◆ **Excerpted records**:
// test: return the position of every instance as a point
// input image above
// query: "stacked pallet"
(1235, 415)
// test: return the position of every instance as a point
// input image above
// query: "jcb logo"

◆ **Stated goal**:
Copy out every one of the records above, requests included, and shift each point coordinate in the answers up by 16.

◆ **Solution to this exercise**:
// test: return the position of every instance as a point
// input image above
// query: "stacked pallet"
(1251, 431)
// test: return the position of every instance as a point
// input image above
// query: "jcb logo"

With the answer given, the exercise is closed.